▶ Exercise prompt
Retype the listing exactly; omit pictures.

▶ Material provided
---*---

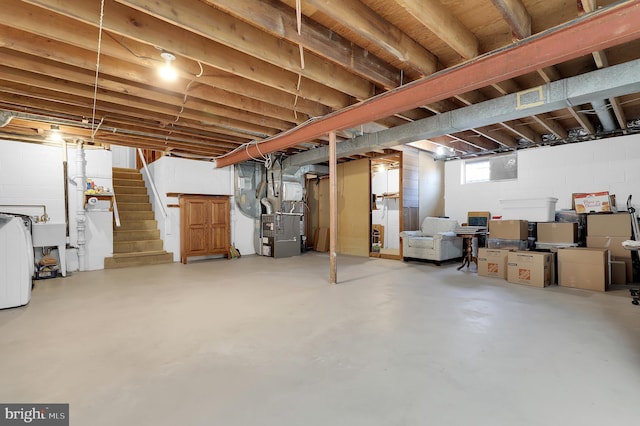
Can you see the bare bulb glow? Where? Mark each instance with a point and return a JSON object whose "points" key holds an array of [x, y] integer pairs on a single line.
{"points": [[55, 136], [167, 72]]}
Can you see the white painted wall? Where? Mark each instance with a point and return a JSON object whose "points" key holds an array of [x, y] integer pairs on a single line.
{"points": [[33, 174], [185, 176], [430, 186], [605, 165], [99, 220]]}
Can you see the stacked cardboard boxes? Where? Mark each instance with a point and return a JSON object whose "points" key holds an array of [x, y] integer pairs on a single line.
{"points": [[608, 231], [585, 268], [529, 268], [492, 263]]}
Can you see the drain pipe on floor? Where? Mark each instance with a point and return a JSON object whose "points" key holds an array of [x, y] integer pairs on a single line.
{"points": [[81, 217]]}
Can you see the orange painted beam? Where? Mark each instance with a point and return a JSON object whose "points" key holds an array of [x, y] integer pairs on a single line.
{"points": [[600, 30]]}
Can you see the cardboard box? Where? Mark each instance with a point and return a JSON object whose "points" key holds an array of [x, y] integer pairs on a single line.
{"points": [[553, 232], [614, 244], [592, 202], [618, 272], [529, 267], [628, 263], [609, 225], [513, 245], [509, 229], [492, 263], [582, 267]]}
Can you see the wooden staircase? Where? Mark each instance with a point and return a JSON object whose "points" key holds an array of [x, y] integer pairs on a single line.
{"points": [[137, 241]]}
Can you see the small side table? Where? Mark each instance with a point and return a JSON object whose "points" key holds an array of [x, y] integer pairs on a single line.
{"points": [[467, 248]]}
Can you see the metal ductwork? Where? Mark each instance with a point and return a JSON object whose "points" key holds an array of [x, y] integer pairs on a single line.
{"points": [[617, 80], [5, 118], [587, 34], [601, 107]]}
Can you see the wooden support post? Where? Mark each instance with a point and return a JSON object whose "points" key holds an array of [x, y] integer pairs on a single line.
{"points": [[333, 209]]}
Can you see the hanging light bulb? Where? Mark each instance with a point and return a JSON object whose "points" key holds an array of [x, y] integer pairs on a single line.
{"points": [[167, 72], [54, 134]]}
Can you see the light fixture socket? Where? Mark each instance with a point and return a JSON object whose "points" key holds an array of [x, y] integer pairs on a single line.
{"points": [[167, 56]]}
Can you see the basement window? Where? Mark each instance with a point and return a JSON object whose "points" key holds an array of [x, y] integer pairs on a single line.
{"points": [[500, 167]]}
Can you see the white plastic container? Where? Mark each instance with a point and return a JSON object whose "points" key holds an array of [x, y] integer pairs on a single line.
{"points": [[531, 209]]}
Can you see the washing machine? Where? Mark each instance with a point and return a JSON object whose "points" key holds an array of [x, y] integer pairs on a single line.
{"points": [[16, 261]]}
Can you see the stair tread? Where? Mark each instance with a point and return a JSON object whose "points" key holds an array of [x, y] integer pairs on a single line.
{"points": [[140, 254]]}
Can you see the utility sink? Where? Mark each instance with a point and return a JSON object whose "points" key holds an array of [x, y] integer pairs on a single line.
{"points": [[45, 234]]}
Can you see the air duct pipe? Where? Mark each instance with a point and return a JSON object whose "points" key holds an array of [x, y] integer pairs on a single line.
{"points": [[265, 202], [604, 115]]}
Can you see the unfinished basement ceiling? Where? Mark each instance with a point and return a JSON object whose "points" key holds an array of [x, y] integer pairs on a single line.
{"points": [[245, 75]]}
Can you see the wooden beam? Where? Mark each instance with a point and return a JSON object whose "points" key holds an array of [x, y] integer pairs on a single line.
{"points": [[34, 99], [522, 130], [593, 32], [497, 136], [146, 29], [196, 17], [63, 88], [333, 210], [439, 20], [54, 72], [116, 61], [516, 15], [279, 20], [582, 120], [548, 122], [368, 24], [619, 112]]}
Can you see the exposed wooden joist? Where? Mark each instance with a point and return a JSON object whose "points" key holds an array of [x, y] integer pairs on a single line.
{"points": [[196, 16], [116, 61], [64, 103], [582, 119], [368, 24], [516, 15], [552, 126], [54, 72], [496, 136], [279, 20], [146, 29], [562, 44], [63, 88], [618, 112], [439, 20]]}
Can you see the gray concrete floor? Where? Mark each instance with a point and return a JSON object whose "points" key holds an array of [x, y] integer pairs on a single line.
{"points": [[260, 341]]}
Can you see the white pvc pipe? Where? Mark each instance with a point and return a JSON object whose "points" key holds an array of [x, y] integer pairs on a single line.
{"points": [[81, 218]]}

---*---

▶ Expected answer
Can you see the bare bulb glow? Where? Mark each instance with a point and return a JSON object whose "points" key holds an array of [x, y] integer pairs on a single line.
{"points": [[55, 136], [167, 72]]}
Can you see the white painted wall? Where? Mark each instance with a point and return a JSON object whose "points" key holds an array of [x, y] integer pairs on a single line.
{"points": [[33, 174], [185, 176], [430, 186], [605, 165], [99, 220]]}
Can you see the stacked cardboard boxes? Where? Mark each instance with a point and return a JSON object whose "points" key holds an array of [x, y] integer pairs on a single line.
{"points": [[608, 231], [585, 268], [529, 268], [492, 263]]}
Can you see the drain pipe on floor? Where? Mark each instance with a point and return a JSON object whose "points" key holds an array of [x, y] integer pairs on a single line.
{"points": [[81, 217]]}
Can you see the orange painted beam? Where? Mark each instance with a point and return a JSON object whose "points" key holds an array of [x, y] integer pairs on a single line.
{"points": [[600, 30]]}
Can you see the cardboard box? Where? Mark each instance with a point and return a JSON object whose "points" key holds an array of [x, y] integer pairs on a single line.
{"points": [[553, 232], [614, 244], [592, 202], [618, 272], [529, 267], [628, 263], [609, 225], [513, 245], [509, 229], [492, 263], [582, 267]]}
Can you see the wooden staircase? Where? Mark each instance with a point and return a JSON object whose "points" key holds an array of [x, y] integer pairs on a single line.
{"points": [[137, 241]]}
Can you see the small side table? Where? Mark each instance with a point and return a JSON object whose "points" key holds an array of [x, y] integer pairs on a single line.
{"points": [[467, 248]]}
Can you see the metal ductwork? Where? Mark each instance with a point and return a JSON object whose "points" key holds an array of [x, y] integer pairs on a single line.
{"points": [[617, 80], [5, 118], [587, 34], [601, 107]]}
Can you see the wooden support post? Where? Mark each instance with a point and return a JSON object whose "points" key holds an array of [x, y] integer pairs on a single line.
{"points": [[333, 209]]}
Can you see the hanging light bulb? Where? Mark each instance with a point and return a JSON object whose "points" key holds an array of [x, y] integer pairs on a single line.
{"points": [[167, 72], [54, 134]]}
Can you see the light fixture socket? Where? Mark each instance with a point and return a JSON object whose "points" key holds an array of [x, y] integer pairs on a single line.
{"points": [[167, 56]]}
Can you see the basement window? Where? Mark each instance with a point and return a JSON object whose "points" key holds an array of [x, y] integer pairs on a single line.
{"points": [[500, 167]]}
Can you see the white plastic container? Where? Mark each instance with a point and return a JSON object whose "points" key holds an array of [x, y] integer pairs on a single line.
{"points": [[531, 209]]}
Can you see the washing machine? Where? Mark each instance with a point and return a JSON object whose "points" key holds an array of [x, y] integer pairs on a single line.
{"points": [[16, 261]]}
Can you see the stair tread? Where? Mark each instance with a point and return a JSON object whose "points" key holds an array of [x, y] integer pairs on a single line.
{"points": [[140, 254]]}
Can you see the utility sink? Where? Mark each instance with a point and return a JSON object whose "points" key holds an array of [x, y] integer pairs on a single line.
{"points": [[45, 234]]}
Can you see the air duct pipe? Where? Mark each instance with a point and return a JSON object whose "points" key holds an array of [x, y] integer pairs on a single line.
{"points": [[265, 202], [604, 115]]}
Can you see the unfinished basement ceiling? Where? Mark each instance with a point and return a JSON object whose "points" key holds an array of [x, y] integer pairs on a single line.
{"points": [[245, 75]]}
Can you see the wooden beam? Where? Mark each instance with a point and return a JSON object whose "points" key holds an array of [x, y] integer pairs on a single line.
{"points": [[34, 99], [522, 130], [593, 32], [497, 136], [146, 29], [196, 17], [63, 88], [333, 210], [439, 20], [54, 72], [116, 61], [516, 15], [279, 20], [582, 120], [548, 122], [368, 24], [619, 112]]}
Can you see the exposed wooden joist? Where? Mark each instance with a point and return a JSON object whose "points" key holds an array of [x, y] integer pairs on a single line.
{"points": [[196, 16], [116, 61], [64, 103], [582, 119], [368, 24], [516, 15], [552, 126], [54, 72], [496, 136], [279, 20], [146, 29], [562, 44], [63, 88], [618, 112], [439, 20]]}
Can you see the gray concrete floor? Where? Mark each instance with a point and return a JSON object whose "points" key holds an array of [x, y] integer pairs on a single line.
{"points": [[260, 341]]}
Can you see the white pvc pipe? Where? Mark each instance with a point and return a JSON object whose "points" key holds an array of [x, y] integer pairs on a single line.
{"points": [[81, 218]]}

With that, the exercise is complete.